AIM OF THE TASK: Count the lines in the listing below that contain the string "Could", with uppercase and lowercase letters treated as different. Reply with the number alone.
• • •
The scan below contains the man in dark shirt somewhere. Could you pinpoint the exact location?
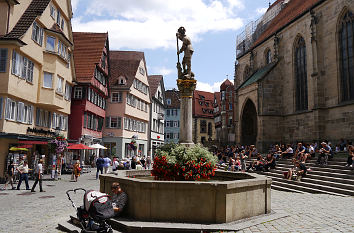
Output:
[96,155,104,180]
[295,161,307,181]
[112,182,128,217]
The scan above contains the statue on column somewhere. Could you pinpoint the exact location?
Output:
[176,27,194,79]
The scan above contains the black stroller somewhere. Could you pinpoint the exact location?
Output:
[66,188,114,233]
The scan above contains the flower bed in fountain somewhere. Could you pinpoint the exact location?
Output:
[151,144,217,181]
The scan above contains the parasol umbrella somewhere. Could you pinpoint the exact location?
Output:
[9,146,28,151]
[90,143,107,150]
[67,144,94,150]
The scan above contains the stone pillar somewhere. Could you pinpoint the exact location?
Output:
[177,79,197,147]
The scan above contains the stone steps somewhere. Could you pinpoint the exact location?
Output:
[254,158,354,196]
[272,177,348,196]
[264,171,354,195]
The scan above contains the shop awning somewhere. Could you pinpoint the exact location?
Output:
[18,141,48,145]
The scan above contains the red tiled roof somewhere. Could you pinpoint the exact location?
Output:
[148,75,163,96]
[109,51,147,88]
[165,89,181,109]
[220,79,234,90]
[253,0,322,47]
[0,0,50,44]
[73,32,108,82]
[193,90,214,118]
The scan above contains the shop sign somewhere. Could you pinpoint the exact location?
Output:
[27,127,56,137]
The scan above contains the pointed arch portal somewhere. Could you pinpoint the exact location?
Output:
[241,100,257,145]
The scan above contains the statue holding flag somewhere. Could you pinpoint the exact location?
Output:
• • •
THE COMPLETED TASK: 12